**ИСХОДНЫЙ ТЕКСТ**
::::::

Страна Антология
имела четко обозначенные границы не во времени только, но и в душе составителя. Открывали ее поэты VI века до Рождества Христова, завершали поэты VI века после Рождества, но Яков Эммануилович не то, чтобы не пожелал заметить этой черты, но, не знаю, сознательно или нет, захотел как бы стереть ее вовсе. Словно не случилось ничего особого в мире. Как тогда, в начале, на каждой поэтической странице царили и шалили Зевсы, Эроты, Киприды, полные в те времена своей имагинативной сказочной реальностью, так и в конце, через 12 веков, те же – они. Но теперь после Григория Богослова, в эпоху Романа Сладкопевца, былые боги и герои выглядят уже как потрескавшиеся, запылившиеся гипсовые статуи. Таков, однако, был выбор автора, обусловленный, конечно, государством-вепрем, но столь же и личный: великих христианских поэтов не только нельзя встретить в его собрании, но и никаких тем, мелодий, образов, расцветших «после Рождества», не отыщешь в нем; хозяин Антологии ревниво охранял свой поэтический симпозион или языческий полис поэтов, не пуская в него посторонних.Этот полис был как бы целиком его. Помню, выходили другие переводческие издания, которые были ему чужими, а, стало быть, и враждебными: Греческая эпиграмма
(1962), Катулл, Тибулл, Проперций (1963); Яков Эммануилович воспринимал эти выходы как враждебные выпады, с обидой, тоской, болью. Антология уходила все дальше, разменивалась, дробила свою полноту, а он бежал за ней, пытаясь вернуть, спотыкаясь, падая, получая новые удары от каких-то повсюду таившихся заговорщиков. Между тем силы, которым еще год назад, казалось, можно было бы позавидовать, изменяли ему стремительно, с каждым днем.Однажды, встретив меня на пороге своей квартиры, он сразу же сообщил с выражением какого-то потрясшего его, поднимавшегося изнутри ужаса:
«Я смотрю на эти буквы и ничего не понимаю. Я забыл греческий язык!»

::::::

**ЗАДАНИЕ**
Ответьте на вопросы по тексту об Антологии:
1. Поэты какого века открывали Антологию?
2. Какие два переводческих издания с годами выхода названы в тексте?
3. Что Яков Эммануилович сообщил на пороге своей квартиры?

::::::

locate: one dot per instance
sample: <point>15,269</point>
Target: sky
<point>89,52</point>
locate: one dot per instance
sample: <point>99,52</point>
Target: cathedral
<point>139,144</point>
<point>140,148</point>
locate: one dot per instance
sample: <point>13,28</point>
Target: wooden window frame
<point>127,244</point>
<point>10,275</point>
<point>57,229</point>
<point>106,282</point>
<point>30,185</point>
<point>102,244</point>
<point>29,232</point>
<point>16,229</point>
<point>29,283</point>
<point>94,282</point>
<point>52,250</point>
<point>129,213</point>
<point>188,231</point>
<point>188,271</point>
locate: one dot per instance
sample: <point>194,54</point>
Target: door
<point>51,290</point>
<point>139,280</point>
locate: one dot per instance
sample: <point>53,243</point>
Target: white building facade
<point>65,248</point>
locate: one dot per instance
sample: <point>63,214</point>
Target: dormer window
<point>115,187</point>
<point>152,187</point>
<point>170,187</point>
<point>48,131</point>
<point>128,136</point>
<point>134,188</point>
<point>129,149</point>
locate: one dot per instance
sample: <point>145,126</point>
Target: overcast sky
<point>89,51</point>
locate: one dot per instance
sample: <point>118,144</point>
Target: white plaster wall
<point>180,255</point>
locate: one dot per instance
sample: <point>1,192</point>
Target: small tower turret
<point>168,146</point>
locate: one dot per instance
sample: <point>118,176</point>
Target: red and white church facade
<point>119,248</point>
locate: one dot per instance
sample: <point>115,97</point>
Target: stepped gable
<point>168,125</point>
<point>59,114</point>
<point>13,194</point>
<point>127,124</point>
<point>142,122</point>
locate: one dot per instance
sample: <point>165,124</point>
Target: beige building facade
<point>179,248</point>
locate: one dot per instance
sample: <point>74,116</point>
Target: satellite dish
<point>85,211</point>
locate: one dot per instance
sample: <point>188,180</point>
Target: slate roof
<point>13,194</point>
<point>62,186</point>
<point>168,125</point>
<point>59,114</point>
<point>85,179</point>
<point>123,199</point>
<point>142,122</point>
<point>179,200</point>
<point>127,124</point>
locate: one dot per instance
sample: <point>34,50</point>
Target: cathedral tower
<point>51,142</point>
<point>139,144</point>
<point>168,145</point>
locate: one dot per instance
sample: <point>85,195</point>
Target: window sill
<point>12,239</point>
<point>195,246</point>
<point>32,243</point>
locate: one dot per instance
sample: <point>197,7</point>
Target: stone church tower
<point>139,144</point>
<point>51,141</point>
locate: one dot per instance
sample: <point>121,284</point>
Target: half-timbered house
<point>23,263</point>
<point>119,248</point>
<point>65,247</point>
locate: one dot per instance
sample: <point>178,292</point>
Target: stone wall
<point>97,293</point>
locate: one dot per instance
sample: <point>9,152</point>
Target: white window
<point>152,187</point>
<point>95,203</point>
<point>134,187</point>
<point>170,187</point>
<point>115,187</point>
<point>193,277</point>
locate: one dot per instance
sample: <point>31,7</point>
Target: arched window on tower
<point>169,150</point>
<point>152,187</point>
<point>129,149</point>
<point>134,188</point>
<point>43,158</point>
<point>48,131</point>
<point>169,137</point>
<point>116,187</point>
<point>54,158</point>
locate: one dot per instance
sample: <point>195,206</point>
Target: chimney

::::::

**ОТВЕТ**
1. Поэты VI века до Рождества Христова.
2. «Греческая эпиграмма» (1962) и «Катулл, Тибулл, Проперций» (1963).
3. «Я смотрю на эти буквы и ничего не понимаю. Я забыл греческий язык!»